▶ **PROBLEM STATEMENT**:
How many lines of the data below contain the string "metal", with case counting? Give only the number.

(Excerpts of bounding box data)
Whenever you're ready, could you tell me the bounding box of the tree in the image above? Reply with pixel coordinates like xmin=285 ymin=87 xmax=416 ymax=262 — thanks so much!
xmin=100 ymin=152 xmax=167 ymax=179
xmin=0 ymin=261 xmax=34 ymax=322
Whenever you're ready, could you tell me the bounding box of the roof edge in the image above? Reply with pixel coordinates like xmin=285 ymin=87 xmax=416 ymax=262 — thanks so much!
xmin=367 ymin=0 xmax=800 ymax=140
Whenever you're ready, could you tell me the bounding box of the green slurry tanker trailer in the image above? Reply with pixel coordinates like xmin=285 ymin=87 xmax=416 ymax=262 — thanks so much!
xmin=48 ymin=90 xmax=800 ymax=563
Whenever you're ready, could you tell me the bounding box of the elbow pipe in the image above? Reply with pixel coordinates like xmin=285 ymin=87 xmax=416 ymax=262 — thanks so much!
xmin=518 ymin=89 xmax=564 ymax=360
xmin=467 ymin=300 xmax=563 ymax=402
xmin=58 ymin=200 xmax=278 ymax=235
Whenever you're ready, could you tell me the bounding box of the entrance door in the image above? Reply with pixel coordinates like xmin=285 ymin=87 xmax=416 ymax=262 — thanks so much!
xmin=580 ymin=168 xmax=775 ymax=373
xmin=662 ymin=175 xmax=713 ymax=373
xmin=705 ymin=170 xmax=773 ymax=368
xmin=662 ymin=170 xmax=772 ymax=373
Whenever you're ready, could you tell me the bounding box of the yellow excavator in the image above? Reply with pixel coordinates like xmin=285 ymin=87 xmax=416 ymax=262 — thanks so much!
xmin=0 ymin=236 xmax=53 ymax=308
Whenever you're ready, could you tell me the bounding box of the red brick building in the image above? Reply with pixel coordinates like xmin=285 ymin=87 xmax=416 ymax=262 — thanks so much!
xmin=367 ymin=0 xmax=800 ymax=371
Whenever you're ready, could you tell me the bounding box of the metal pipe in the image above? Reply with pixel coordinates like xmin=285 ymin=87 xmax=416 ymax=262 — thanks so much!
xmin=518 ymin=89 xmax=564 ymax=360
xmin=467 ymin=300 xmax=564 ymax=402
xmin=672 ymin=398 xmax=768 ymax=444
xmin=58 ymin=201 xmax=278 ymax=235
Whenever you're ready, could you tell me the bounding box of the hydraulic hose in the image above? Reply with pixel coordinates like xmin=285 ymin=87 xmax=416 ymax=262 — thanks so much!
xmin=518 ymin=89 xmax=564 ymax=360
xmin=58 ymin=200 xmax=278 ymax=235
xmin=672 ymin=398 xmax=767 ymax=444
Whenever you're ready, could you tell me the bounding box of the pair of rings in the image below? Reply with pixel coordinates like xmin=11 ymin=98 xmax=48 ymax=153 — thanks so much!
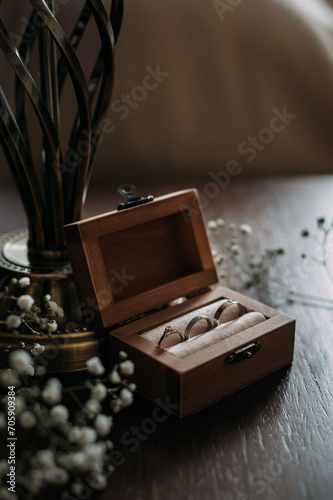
xmin=157 ymin=299 xmax=238 ymax=347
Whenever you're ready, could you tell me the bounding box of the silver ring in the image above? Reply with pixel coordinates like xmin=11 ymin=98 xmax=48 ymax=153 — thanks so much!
xmin=157 ymin=326 xmax=185 ymax=347
xmin=184 ymin=314 xmax=218 ymax=340
xmin=214 ymin=299 xmax=243 ymax=321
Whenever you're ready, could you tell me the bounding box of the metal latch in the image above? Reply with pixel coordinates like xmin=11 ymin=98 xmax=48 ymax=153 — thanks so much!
xmin=225 ymin=342 xmax=261 ymax=365
xmin=117 ymin=184 xmax=154 ymax=210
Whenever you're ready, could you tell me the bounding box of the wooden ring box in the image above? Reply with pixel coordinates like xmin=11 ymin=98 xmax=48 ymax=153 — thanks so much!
xmin=64 ymin=189 xmax=295 ymax=418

▶ **ANSWER TO THE EXERCISE**:
2